*EXERCISE*
Rewrite every line of the records below, requests included, shifting each answer coordinate by adding 73 to both of its numbers. Leave the pictures out.
+++
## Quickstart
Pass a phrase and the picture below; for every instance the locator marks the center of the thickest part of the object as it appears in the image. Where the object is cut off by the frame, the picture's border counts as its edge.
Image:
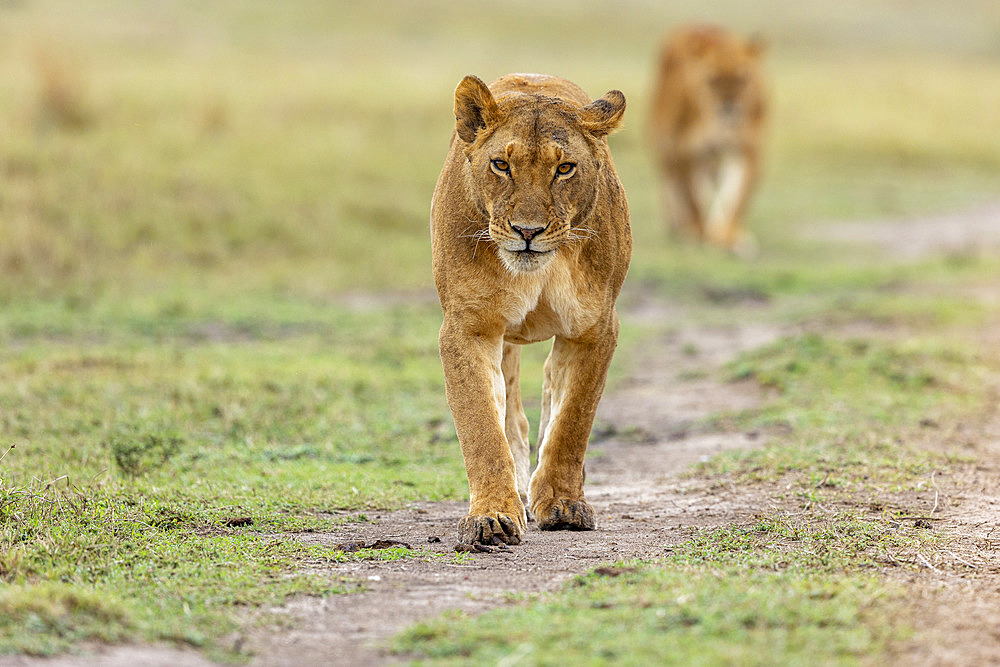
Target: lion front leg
(516, 423)
(575, 373)
(477, 396)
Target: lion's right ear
(475, 108)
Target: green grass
(198, 202)
(850, 413)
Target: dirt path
(632, 483)
(651, 434)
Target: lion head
(722, 74)
(533, 164)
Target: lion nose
(527, 233)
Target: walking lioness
(709, 106)
(530, 241)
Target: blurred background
(172, 155)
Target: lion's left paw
(564, 514)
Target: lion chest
(555, 307)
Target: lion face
(533, 167)
(725, 72)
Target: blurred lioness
(709, 107)
(530, 241)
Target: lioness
(530, 241)
(709, 105)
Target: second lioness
(530, 241)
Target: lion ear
(475, 108)
(603, 116)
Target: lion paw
(494, 529)
(565, 514)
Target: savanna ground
(218, 345)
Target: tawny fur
(707, 121)
(495, 298)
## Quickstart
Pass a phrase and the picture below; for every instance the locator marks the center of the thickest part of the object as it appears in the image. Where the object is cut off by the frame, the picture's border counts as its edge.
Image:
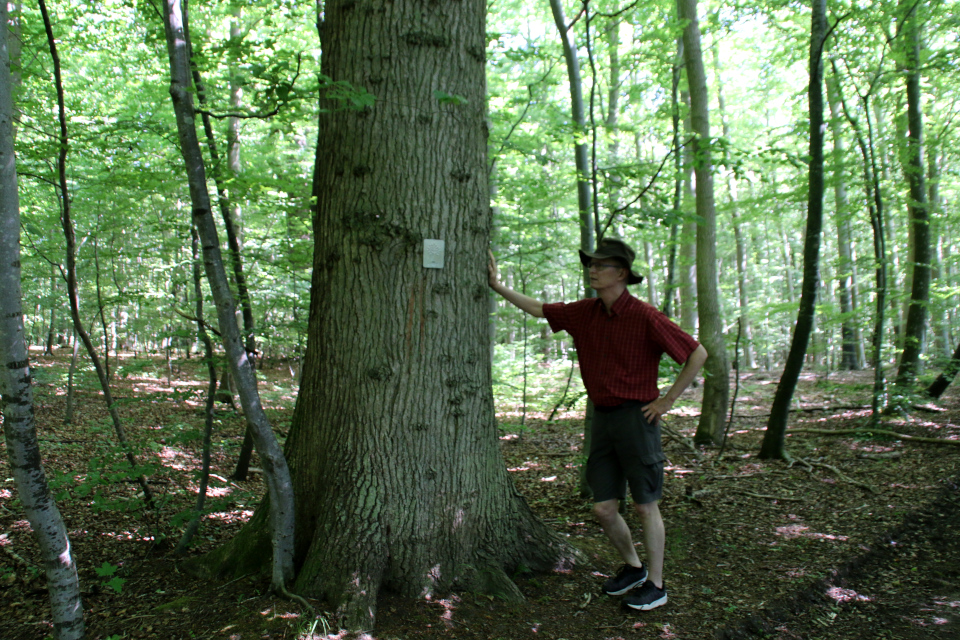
+++
*SOLUTION BELOW*
## Quickstart
Pass a phrase and the picture below; for every instance the locator marks the center of the thickest part of the object as it appears in the image. Where the object is cut off by the frame, the picture's border counts as its edge.
Image:
Target: lion front leg
(589, 496)
(648, 446)
(550, 469)
Target: lion's right ear
(548, 181)
Target: green grass
(271, 275)
(923, 486)
Target: dirt path
(705, 556)
(724, 507)
Target: lion head
(795, 147)
(606, 237)
Target: lion nose
(600, 306)
Target: walking lioness
(782, 179)
(603, 314)
Target: blurred background
(245, 228)
Target: lion's left paw
(637, 587)
Target: lion chest
(628, 380)
Target: lion face
(606, 240)
(798, 145)
Target: blurred lioness
(782, 180)
(603, 314)
Target: lioness
(603, 314)
(782, 178)
Target: second lioness
(603, 314)
Target: lion ear
(548, 181)
(676, 189)
Target: lion paw
(567, 602)
(638, 587)
Target: savanna ground
(291, 418)
Target: tawny fur
(780, 194)
(568, 371)
## Quickstart
Pass a phrase and the picture below; for every instance the locator marks the center of the thickest part of the object as it appears in the image. Where the object is cut off by the frame, the picture's border counts as its edge.
Image:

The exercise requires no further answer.